- [STATED GOAL]:
Only the lines from the one containing "short sleeve, dropping a point on every instance." through the end of the entries should be repeated, exactly as they appear, first and last included.

- [EXERCISE MATERIAL]:

- - -

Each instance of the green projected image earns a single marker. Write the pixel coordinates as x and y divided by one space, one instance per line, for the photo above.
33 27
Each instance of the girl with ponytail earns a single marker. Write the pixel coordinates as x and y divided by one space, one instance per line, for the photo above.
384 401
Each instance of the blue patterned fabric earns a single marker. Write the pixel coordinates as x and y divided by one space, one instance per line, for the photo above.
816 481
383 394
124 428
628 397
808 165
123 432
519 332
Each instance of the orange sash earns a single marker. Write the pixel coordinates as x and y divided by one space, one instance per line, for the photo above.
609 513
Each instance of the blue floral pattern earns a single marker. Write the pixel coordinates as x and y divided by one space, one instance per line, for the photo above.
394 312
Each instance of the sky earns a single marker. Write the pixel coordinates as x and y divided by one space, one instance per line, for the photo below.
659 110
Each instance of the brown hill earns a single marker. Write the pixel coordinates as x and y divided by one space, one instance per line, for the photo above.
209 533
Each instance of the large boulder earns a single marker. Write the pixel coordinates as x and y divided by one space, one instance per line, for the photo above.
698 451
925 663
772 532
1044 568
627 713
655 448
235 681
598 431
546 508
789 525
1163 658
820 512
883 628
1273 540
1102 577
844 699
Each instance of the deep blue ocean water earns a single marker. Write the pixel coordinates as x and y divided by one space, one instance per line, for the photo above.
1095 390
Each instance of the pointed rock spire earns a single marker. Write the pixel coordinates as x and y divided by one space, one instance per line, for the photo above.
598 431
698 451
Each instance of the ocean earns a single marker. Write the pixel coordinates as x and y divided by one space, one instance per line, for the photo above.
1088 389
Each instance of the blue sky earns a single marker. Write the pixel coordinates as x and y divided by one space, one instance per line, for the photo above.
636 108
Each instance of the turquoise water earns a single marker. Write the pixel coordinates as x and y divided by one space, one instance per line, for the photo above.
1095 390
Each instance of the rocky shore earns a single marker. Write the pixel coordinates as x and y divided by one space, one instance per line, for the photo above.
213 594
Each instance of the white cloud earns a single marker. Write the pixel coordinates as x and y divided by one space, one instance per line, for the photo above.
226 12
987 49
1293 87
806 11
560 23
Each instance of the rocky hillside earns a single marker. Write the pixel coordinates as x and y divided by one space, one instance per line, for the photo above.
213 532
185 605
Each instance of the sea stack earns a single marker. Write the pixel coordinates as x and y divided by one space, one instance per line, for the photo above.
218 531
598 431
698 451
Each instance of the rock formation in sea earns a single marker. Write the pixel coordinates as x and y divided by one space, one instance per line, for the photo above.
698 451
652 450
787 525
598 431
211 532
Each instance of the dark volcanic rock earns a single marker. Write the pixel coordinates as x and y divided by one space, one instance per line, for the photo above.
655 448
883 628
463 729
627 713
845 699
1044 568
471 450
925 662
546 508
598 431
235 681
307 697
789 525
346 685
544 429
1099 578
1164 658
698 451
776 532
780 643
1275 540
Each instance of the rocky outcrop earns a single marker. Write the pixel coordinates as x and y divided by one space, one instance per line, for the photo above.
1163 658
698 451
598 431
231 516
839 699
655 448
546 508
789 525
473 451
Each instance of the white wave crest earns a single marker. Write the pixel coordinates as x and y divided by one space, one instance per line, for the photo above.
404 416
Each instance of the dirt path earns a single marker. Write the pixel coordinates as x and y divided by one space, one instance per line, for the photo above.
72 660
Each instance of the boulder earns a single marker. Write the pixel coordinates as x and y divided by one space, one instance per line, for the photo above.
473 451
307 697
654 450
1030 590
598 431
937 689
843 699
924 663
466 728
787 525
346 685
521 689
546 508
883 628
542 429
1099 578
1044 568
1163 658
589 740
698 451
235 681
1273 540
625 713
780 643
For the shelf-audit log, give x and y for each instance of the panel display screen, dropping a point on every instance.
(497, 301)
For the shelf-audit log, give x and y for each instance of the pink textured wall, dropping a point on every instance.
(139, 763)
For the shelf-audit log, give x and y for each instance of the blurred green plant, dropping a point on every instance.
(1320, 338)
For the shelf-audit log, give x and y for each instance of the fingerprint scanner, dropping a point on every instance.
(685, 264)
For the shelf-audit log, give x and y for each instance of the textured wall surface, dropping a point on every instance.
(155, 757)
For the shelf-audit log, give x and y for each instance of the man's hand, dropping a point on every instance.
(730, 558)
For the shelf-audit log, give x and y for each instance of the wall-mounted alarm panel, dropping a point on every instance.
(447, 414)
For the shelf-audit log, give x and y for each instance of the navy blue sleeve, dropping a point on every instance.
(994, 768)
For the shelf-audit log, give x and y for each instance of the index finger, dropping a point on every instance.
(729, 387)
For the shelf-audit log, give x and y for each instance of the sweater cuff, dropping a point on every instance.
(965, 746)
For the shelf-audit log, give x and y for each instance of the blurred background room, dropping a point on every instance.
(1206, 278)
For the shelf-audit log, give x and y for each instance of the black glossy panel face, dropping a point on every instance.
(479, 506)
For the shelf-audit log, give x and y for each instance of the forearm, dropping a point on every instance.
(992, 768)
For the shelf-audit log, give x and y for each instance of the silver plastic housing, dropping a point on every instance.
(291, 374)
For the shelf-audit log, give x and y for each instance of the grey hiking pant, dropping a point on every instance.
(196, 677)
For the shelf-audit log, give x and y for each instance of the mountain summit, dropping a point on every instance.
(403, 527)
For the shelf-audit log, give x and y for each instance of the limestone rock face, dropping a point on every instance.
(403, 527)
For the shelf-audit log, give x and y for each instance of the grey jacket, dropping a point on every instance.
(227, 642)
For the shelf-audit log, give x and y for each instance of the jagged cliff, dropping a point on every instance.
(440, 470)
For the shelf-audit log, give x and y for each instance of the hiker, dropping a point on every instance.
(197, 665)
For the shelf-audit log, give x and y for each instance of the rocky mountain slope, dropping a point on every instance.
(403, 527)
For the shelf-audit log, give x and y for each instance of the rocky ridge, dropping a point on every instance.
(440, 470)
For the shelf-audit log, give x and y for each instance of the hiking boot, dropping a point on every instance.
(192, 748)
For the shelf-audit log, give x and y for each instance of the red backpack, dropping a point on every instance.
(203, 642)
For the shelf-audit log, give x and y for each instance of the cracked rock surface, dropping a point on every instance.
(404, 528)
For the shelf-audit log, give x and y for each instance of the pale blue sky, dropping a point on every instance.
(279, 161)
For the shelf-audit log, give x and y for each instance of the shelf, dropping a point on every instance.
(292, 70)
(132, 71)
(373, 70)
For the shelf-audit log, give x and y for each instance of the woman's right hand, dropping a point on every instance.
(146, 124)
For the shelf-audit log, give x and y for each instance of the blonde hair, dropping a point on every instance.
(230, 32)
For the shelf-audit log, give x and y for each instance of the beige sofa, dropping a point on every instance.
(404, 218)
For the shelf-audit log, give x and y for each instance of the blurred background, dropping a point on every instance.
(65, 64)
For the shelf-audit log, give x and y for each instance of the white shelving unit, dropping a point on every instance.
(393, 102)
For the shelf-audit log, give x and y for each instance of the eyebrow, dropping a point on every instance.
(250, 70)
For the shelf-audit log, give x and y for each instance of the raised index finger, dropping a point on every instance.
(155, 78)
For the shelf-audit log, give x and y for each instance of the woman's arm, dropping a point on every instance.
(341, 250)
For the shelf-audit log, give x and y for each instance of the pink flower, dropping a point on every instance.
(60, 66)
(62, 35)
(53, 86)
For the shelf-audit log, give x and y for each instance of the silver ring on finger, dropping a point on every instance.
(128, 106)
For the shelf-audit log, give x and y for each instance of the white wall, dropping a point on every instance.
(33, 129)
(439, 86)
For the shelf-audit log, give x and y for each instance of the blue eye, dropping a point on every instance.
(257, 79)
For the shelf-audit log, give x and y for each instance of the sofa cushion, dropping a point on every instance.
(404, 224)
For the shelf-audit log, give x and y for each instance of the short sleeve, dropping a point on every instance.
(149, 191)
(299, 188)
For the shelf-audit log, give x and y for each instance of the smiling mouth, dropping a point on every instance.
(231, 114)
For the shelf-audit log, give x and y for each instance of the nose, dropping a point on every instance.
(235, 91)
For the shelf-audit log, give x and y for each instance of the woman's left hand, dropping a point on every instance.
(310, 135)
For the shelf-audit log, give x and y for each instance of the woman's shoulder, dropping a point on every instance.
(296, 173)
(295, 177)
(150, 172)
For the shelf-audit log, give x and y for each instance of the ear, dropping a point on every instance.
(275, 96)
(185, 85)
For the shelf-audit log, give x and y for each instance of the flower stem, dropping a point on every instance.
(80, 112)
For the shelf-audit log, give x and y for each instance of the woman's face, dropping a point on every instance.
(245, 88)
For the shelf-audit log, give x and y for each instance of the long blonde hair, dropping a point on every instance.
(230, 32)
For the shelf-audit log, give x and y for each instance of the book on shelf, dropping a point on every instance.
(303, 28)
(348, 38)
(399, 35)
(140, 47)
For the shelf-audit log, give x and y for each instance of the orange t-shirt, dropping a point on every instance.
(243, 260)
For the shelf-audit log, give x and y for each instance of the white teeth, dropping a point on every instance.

- - -

- [RIGHT ANSWER]:
For the shelf-audit log, give x and y for each instance of the short sleeve, dropping a point on every instance.
(149, 191)
(299, 188)
For the shelf-audit log, give x and y for each instance of the smiling mouth, dropping a point on every instance.
(231, 114)
For the shelf-audit log, give x and y for each instance of the nose, dropping a point on every instance.
(235, 91)
For the shelf-audit log, give x and y for each instance of the woman's left hand, dropping a point on every instance.
(310, 135)
For the shelf-audit log, give x and y for each instance of the woman's shoulder, dropping a point on every instance.
(296, 173)
(295, 177)
(150, 172)
For the shelf-audit log, give x and y for each instance of the ear, dropping a point on every instance.
(275, 96)
(185, 85)
For the shelf-audit log, give x and y for each instance of the flower stem, dropping a point on every instance.
(80, 112)
For the shelf-audit log, give x and y for each instance of the woman's face, dropping a point on every instance.
(245, 88)
For the shelf-audit log, give x and y for each instance of the long blonde hair, dropping a point on every instance.
(230, 32)
For the shelf-audit log, give x and y for each instance of the book on shelf, dropping a point on every instance.
(303, 28)
(348, 38)
(399, 35)
(140, 47)
For the shelf-audit log, give x and y for each instance of the orange t-shirt, dropping a point on every instance.
(243, 260)
For the shelf-audit log, give x and y for each instance of the white teeth, dropping a point on every instance.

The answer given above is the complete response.